## INFORMATION SHOWN

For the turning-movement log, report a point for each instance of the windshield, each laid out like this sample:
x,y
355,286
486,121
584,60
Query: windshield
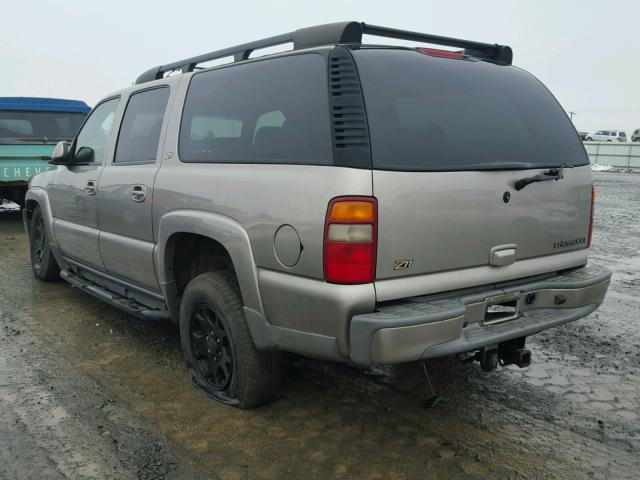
x,y
437,114
38,127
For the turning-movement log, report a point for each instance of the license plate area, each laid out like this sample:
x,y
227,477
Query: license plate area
x,y
501,308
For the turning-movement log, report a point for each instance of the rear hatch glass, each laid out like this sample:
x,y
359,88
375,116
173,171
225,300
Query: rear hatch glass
x,y
438,114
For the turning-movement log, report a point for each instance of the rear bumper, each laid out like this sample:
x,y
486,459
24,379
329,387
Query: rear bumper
x,y
436,325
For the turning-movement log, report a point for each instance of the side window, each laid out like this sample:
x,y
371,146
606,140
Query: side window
x,y
141,126
92,140
267,111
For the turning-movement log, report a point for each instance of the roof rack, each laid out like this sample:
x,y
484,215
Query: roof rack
x,y
332,34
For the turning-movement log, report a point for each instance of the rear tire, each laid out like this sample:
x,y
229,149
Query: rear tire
x,y
43,263
218,347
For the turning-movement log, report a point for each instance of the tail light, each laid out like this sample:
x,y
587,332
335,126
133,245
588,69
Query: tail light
x,y
593,202
350,240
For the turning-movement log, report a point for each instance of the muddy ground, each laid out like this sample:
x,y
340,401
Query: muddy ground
x,y
89,392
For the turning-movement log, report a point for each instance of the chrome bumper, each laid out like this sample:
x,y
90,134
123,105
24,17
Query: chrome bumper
x,y
436,325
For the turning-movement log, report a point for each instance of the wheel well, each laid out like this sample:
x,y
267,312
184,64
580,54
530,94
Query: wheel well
x,y
30,206
194,254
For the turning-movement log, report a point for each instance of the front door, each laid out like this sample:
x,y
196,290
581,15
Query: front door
x,y
126,190
73,195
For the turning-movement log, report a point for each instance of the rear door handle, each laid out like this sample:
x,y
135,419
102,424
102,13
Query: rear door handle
x,y
138,193
90,187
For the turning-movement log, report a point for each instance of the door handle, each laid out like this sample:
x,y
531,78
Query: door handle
x,y
138,193
90,187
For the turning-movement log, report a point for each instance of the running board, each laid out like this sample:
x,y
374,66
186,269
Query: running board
x,y
128,305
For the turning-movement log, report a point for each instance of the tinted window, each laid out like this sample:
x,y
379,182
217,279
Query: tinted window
x,y
269,111
38,127
141,126
428,113
96,131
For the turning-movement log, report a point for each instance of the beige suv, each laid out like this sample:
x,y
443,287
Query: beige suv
x,y
259,205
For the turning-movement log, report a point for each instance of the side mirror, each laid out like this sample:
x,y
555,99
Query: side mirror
x,y
60,155
84,156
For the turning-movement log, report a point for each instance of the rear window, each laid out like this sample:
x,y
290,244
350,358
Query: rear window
x,y
268,111
38,127
438,114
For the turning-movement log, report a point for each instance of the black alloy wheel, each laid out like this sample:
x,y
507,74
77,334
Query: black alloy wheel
x,y
211,346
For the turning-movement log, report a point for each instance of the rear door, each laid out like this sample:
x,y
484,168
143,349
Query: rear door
x,y
126,189
450,138
73,194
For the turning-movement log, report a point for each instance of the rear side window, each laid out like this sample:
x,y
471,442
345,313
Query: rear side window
x,y
438,114
141,126
269,111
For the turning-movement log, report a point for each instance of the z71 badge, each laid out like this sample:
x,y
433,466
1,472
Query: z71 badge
x,y
402,264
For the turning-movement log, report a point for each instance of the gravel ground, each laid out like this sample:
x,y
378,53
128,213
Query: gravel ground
x,y
89,392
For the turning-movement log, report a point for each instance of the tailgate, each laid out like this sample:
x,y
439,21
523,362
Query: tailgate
x,y
450,137
439,221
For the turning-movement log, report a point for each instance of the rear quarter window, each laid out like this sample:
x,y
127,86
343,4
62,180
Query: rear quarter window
x,y
268,111
427,113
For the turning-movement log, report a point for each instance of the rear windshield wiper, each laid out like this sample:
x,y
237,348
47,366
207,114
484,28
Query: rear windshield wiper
x,y
552,174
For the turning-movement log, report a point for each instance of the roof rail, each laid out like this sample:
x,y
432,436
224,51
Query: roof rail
x,y
331,34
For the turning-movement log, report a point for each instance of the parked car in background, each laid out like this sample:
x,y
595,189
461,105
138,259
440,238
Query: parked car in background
x,y
262,208
608,136
30,128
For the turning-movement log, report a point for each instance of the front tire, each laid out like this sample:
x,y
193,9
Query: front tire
x,y
217,344
43,263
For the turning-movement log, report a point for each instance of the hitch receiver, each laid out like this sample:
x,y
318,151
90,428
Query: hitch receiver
x,y
511,352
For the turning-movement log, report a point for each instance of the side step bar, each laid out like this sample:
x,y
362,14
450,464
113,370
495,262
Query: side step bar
x,y
128,305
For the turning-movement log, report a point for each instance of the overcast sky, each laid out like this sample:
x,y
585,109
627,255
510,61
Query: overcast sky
x,y
586,52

## BRIEF
Type the records out again in full, exactly, with each picture omitted.

## YOUR SOLUTION
For the turning-movement log, report a point for each instance of the windshield, each laid out like this sample:
x,y
355,286
486,121
584,60
Query: windshield
x,y
437,114
38,127
For the turning-movement log, report a point for each instance of the license plate area, each laid out like this sample:
x,y
227,477
Query: license plate area
x,y
501,308
For the turning-movement log, report a point for each instance of the rear hatch glass, each laid out like this sample:
x,y
359,88
375,116
173,171
225,300
Query: rear hatch glass
x,y
438,114
For the turning-movement log, report a point for each instance of the rear bumper, each laid out like this sample:
x,y
486,459
24,379
329,387
Query: rear bumper
x,y
436,325
For the turning-movement log, report a point for each instance of the side window, each laid out like this sample:
x,y
371,146
606,140
Query: side window
x,y
141,126
92,140
267,111
For the turning-movement log, report a point for each instance of the roof rack, each laid out like this sample:
x,y
484,215
Query: roof rack
x,y
332,34
For the turning-movement log, report a point for each instance of the rear tire, each laid out like this sample:
x,y
229,149
Query: rear tire
x,y
43,263
218,347
For the turning-movement log, report a point for each instance of the tail light, each laid out like this sample:
x,y
587,332
335,126
133,245
588,69
Query: tail light
x,y
593,202
350,240
For the turning-movement log, report a point for each instance of the muddy ground, each laid out like this sample:
x,y
340,401
Query: muddy ground
x,y
89,392
For the turning-movement log, report a point for each instance of the chrome bumper, each laid out like this sample:
x,y
90,134
123,105
24,17
Query: chrome bumper
x,y
436,325
For the turning-movement log, report a point for each instance of the wheel well, each laid out like this sample:
x,y
267,312
184,64
580,54
530,94
Query: wheel well
x,y
30,206
194,254
For the turning-movement log, report a point for each instance of the front door, each laid out like this sample:
x,y
196,290
581,15
Query: front door
x,y
126,190
73,195
For the turning-movement log, report a point for each instance of the rear door handle, each laid out like this sample:
x,y
135,419
102,424
102,13
Query: rear door handle
x,y
138,193
90,187
For the turning-movement log, report a point for each instance of the door handle, each laid out like this sample:
x,y
531,78
Query: door handle
x,y
138,193
90,187
For the turning-movement log, report a point for each instance of the running board, each laid out like this sample:
x,y
374,66
186,269
Query: running board
x,y
128,305
For the turning-movement log, report a point for each instance of the tinted window, each laid out like this sample:
x,y
379,182
217,279
Query: tinted window
x,y
269,111
38,127
141,126
428,113
96,131
For the turning-movement log, report a point for each instance of the beige suv, each laid out like this sample:
x,y
443,287
Query: beige suv
x,y
259,205
For the turning-movement log, report a point for each instance of the side mirror, each laid out like this sample:
x,y
555,99
Query: side mirror
x,y
60,155
84,156
For the turning-movement log, report a point for each instance of the rear window, each laid out like this sample:
x,y
290,244
350,358
Query: rear window
x,y
268,111
38,127
438,114
For the turning-movement log, report a point for each instance of the black alloy wheel, each laid out like this sample:
x,y
507,74
77,334
Query: black alloy wheel
x,y
211,346
For the turning-movement log, report a point for each instance of the rear door, each laid out like this sample:
x,y
484,168
143,349
Query: rear door
x,y
126,189
450,138
73,194
For the turning-movement log, report a point for each instance of the rear side window, each laid out like this sample:
x,y
471,442
345,313
Query: rear side window
x,y
438,114
141,126
269,111
For the turning-movement log, report a point for each instance of the z71 badge, each laid out like this sample:
x,y
433,466
1,472
Query: z71 badge
x,y
402,264
For the turning-movement log, report a point for each instance of the gravel ground, each laid out like this sample:
x,y
378,53
128,213
Query: gravel ground
x,y
89,392
For the turning-movement log, report a point for each instance of the tailgate, each laid out like this sample:
x,y
439,21
523,362
Query: tailgate
x,y
450,137
439,221
For the turning-movement log, report a point for each instance of the rear quarter window, each laid out like this sample:
x,y
127,86
343,4
62,180
Query: rear quarter window
x,y
268,111
427,113
For the turning-movement log, report a point for each instance of the rear windshield wiper, each laid out like this sample:
x,y
237,348
47,366
207,114
484,28
Query: rear windshield wiper
x,y
552,174
For the turning-movement log, report a point for each instance of the roof rail, each laid out like this sample:
x,y
432,436
224,51
Query: roof rail
x,y
331,34
For the turning-movement log, report a point for each instance of the parked car in background, each laid out like this sample:
x,y
595,189
461,105
138,259
440,238
Query: parked car in background
x,y
262,208
608,136
30,128
For the turning-movement log, report a point for each instance of the front tire, each laid out like this sample:
x,y
193,9
Query: front tire
x,y
217,344
43,263
For the turning-movement log, report a point for each instance of the hitch receiver, each laid out like this sample:
x,y
318,151
90,428
Query: hitch receiver
x,y
511,352
For the turning-movement log, report a point for each instance of the side step bar, each laid out like this sample:
x,y
362,14
450,464
113,370
495,262
Query: side step bar
x,y
128,305
For the turning-movement log, report a point for each instance of the overcast sky, each laid out like this sample:
x,y
585,109
627,255
510,61
Query: overcast sky
x,y
586,52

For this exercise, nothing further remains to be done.